Banyaknya trend-trend jilbab
modern yang diusung oleh desainer-desainer jilbab semakin menjadikan fenomena
hijab ini menjadi semakin jauh dari makna hijab yang sebenarnya, bahkan
sampai-sampai diadakan seminar-seminar tutorial hijab yang dihadiri oleh mereka
yang berdandan nampaknya boneka mainan yang dililitkan jilbab macam ular di
badan mereka, tak terkecuali masyarakat kampus (mahasiswi) yang seharusnya
lebih jeli memfilter budaya-budaya mana yang berkenaan dengan syariat yang
sebenarnya malah ikut arus mengadakan lomba-lomba hijab wanita muslimah, lantas
kalau hijab saja sudah dijadikan ajang untuk saling pamer, di mana letak nilai
komitmen untuk menjalankan anjuran Tuhan terkait hijab seperti yg tertuang
dalam Q.S. Al Ahzab ayat 59 tersebut.
Kalau beberapa waktu lalu mencuat
fenomena jilboobs (jilbab tetapi aurat vital kelihatan), jipon (jilbab poni),
kerdus (kerudung dusta), kerpun (kerudung punuk) atau kerbus (kerudung busuk)
kesemuanya merupakan contoh lepasnya makna esensi hijab dari yang sebenarnya,
dan sekarang fenomena berlebihannya bentuk penggunanaan jilbab yang secara
esensi sebagai penutup aurat menjadi topik hangat yang kembali mencuat dengan
isu tabarruj di kalangan para muslimah yang mendahulukan style dari pada
fungsi.
-.-.-
SOAL A: Menurut teks tentang tren hijab, ayat Al-Qur'an mana yang memuat anjuran Tuhan terkait hijab?
SOAL B: Pilih dan salin setiap baris dalam daftar yang memuat kata "target".
-.-.-
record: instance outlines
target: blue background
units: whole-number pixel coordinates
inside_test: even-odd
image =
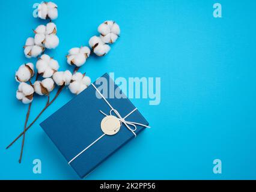
[[[133,99],[152,128],[109,158],[87,179],[256,179],[255,101],[256,2],[243,1],[54,1],[58,5],[59,46],[47,51],[72,67],[69,49],[87,45],[108,19],[121,37],[103,58],[91,56],[81,71],[92,80],[105,72],[117,77],[160,77],[161,103]],[[76,179],[78,177],[39,123],[73,97],[65,90],[21,140],[5,146],[23,130],[28,106],[16,99],[22,46],[32,29],[46,21],[32,17],[35,1],[1,1],[1,94],[0,179]],[[213,5],[222,5],[222,18]],[[35,97],[30,122],[43,107]],[[39,158],[42,173],[32,172]],[[213,173],[213,161],[222,173]]]

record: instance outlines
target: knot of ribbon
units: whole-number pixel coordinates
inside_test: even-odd
[[[131,115],[132,113],[133,113],[136,110],[137,110],[137,108],[135,108],[135,109],[133,109],[131,112],[130,112],[128,115],[127,115],[124,118],[122,118],[121,116],[120,115],[120,114],[119,113],[119,112],[115,109],[112,109],[109,112],[109,115],[112,115],[112,116],[114,116],[112,114],[112,113],[114,112],[115,114],[117,116],[117,118],[120,121],[121,124],[122,124],[122,123],[124,124],[126,126],[126,127],[134,134],[135,137],[137,136],[135,133],[135,131],[137,130],[137,127],[136,126],[136,125],[141,125],[141,126],[147,127],[147,128],[150,128],[150,127],[146,125],[139,124],[139,123],[136,122],[128,121],[126,120],[126,118],[127,116],[129,116],[130,115]],[[108,116],[108,115],[106,115],[106,113],[103,112],[102,110],[100,110],[100,112],[102,113],[102,114],[103,114],[106,116]],[[133,128],[132,128],[130,126],[133,127]]]
[[[129,114],[127,114],[125,117],[123,118],[119,112],[113,108],[113,107],[110,104],[110,103],[108,101],[108,100],[106,99],[106,98],[104,97],[104,96],[102,94],[102,93],[97,89],[96,86],[93,84],[91,83],[91,85],[95,88],[96,91],[100,94],[100,95],[102,97],[102,98],[106,101],[106,103],[108,104],[108,106],[111,108],[111,109],[109,111],[109,115],[113,116],[112,112],[115,113],[116,117],[118,119],[118,120],[120,121],[121,124],[124,124],[126,127],[136,137],[136,134],[135,133],[135,131],[137,130],[137,125],[141,125],[142,127],[150,128],[150,127],[144,125],[142,124],[139,124],[136,122],[132,122],[132,121],[126,121],[126,119],[130,115],[131,115],[132,113],[133,113],[135,110],[137,110],[137,108],[135,108],[132,111],[131,111]],[[102,110],[100,110],[100,112],[103,114],[105,116],[108,116],[106,113],[103,112]],[[130,126],[133,127],[133,128],[132,128]],[[77,154],[76,156],[75,156],[70,161],[69,161],[69,164],[70,164],[70,163],[74,161],[76,158],[78,158],[80,155],[81,155],[84,152],[85,152],[86,150],[87,150],[89,148],[90,148],[92,145],[93,145],[95,143],[96,143],[98,140],[99,140],[101,138],[102,138],[106,134],[102,134],[101,136],[100,136],[99,138],[97,138],[96,140],[94,140],[93,143],[91,143],[90,145],[87,146],[85,149],[84,149],[82,151],[81,151],[78,154]]]

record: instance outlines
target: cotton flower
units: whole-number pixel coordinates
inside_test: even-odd
[[[33,87],[26,83],[21,82],[16,92],[16,98],[23,103],[31,103],[33,100]]]
[[[45,46],[47,49],[55,49],[59,44],[59,38],[56,35],[57,28],[53,22],[38,25],[34,30],[35,35],[35,44],[38,46]]]
[[[49,95],[50,92],[54,89],[54,82],[52,78],[46,78],[42,81],[35,81],[33,86],[35,92],[38,95]]]
[[[99,56],[105,55],[110,50],[109,46],[105,44],[100,37],[97,36],[93,36],[90,39],[89,44],[93,49],[93,52]]]
[[[15,79],[18,82],[25,82],[34,76],[34,65],[32,62],[20,65],[15,74]]]
[[[72,73],[69,70],[57,71],[52,76],[52,79],[58,86],[69,85],[72,78]]]
[[[87,46],[81,47],[81,48],[72,48],[69,51],[69,55],[67,56],[67,61],[70,65],[81,67],[85,64],[90,53],[90,49]]]
[[[58,17],[58,7],[52,2],[43,2],[38,5],[38,17],[43,19],[56,19]]]
[[[44,51],[44,47],[43,46],[35,44],[34,39],[32,37],[27,38],[23,48],[25,55],[28,58],[36,58]]]
[[[118,38],[120,28],[114,21],[107,20],[98,27],[102,41],[106,43],[114,43]]]
[[[55,72],[59,69],[59,64],[57,61],[50,58],[49,55],[44,54],[37,61],[35,67],[38,73],[43,77],[50,77]]]
[[[73,75],[70,84],[69,86],[71,92],[79,94],[91,84],[91,79],[85,74],[76,72]]]

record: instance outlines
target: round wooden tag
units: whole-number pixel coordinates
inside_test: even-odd
[[[121,122],[115,116],[108,115],[102,119],[100,127],[105,134],[112,136],[119,131],[121,127]]]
-.-.-
JAWABAN SOAL A: Q.S. Al Ahzab ayat 59.

JAWABAN SOAL B:
target: blue background
target: knot of ribbon
target: cotton flower
target: round wooden tag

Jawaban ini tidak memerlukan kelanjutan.